▸ Given records:
********
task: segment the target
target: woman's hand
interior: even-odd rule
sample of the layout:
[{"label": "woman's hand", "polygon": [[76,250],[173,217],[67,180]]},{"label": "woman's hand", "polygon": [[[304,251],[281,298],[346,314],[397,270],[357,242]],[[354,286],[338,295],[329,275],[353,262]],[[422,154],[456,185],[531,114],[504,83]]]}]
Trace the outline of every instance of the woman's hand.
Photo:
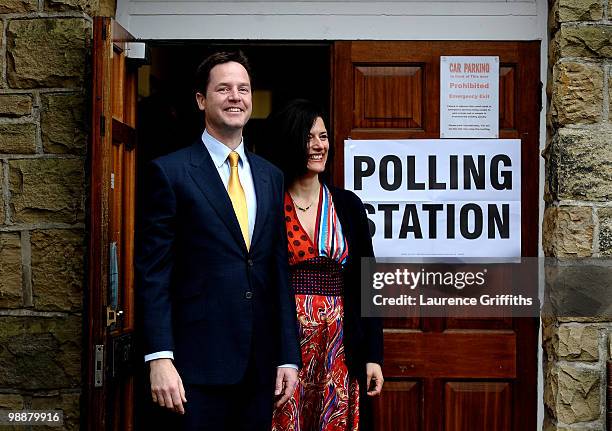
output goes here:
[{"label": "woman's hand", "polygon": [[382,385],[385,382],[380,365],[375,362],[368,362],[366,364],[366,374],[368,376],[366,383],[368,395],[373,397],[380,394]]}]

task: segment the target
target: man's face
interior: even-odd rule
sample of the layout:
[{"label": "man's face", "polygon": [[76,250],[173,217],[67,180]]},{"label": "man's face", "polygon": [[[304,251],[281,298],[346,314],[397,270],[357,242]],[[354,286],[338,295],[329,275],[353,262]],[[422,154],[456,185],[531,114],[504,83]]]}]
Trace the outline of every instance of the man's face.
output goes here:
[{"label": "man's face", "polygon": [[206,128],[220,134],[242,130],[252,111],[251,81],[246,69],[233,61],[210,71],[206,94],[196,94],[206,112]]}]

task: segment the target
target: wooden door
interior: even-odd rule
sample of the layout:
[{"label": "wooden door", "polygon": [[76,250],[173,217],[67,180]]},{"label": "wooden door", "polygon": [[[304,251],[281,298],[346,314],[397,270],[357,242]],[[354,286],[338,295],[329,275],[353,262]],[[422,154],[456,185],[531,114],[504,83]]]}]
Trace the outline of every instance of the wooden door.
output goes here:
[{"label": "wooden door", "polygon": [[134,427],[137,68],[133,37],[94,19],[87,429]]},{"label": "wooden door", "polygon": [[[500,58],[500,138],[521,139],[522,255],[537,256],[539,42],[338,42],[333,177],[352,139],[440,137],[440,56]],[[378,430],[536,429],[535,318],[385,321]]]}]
********
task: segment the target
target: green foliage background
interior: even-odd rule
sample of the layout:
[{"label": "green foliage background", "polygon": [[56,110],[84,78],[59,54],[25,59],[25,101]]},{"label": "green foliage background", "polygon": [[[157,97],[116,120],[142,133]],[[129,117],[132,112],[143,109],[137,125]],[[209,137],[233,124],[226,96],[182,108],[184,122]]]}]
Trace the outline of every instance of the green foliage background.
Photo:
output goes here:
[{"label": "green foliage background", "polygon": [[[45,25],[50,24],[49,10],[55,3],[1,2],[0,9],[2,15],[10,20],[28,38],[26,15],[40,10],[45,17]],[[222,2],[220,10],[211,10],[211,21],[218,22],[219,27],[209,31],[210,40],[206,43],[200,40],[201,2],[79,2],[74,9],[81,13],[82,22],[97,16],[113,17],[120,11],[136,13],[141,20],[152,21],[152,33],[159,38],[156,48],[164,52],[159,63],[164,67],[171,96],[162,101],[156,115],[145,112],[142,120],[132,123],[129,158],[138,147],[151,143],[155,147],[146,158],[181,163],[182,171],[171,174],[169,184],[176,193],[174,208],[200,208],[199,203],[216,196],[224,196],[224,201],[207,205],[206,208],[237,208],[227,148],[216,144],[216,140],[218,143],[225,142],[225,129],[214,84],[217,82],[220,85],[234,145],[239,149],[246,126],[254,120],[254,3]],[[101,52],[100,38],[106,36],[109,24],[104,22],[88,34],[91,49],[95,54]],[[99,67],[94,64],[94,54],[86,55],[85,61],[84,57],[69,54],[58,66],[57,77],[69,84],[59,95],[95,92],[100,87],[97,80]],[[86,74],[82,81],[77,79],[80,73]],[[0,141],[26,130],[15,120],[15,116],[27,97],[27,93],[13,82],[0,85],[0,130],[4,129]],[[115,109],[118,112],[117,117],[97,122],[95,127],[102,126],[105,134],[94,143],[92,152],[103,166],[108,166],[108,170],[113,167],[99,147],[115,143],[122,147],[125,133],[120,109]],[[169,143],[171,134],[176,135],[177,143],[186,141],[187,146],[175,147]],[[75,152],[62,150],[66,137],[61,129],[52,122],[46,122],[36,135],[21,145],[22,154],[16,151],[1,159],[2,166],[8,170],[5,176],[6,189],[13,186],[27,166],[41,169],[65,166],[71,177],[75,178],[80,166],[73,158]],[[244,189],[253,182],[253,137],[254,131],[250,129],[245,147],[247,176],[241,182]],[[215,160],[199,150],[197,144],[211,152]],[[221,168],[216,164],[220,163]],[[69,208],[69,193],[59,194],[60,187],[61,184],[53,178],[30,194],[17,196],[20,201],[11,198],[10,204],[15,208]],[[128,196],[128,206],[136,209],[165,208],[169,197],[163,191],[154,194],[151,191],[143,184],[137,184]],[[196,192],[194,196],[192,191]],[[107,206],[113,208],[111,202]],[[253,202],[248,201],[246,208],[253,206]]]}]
********
▸ Written problem:
How many lines in the data above contain the string "woman"? Reply with the number alone.

▸ Output for this task:
4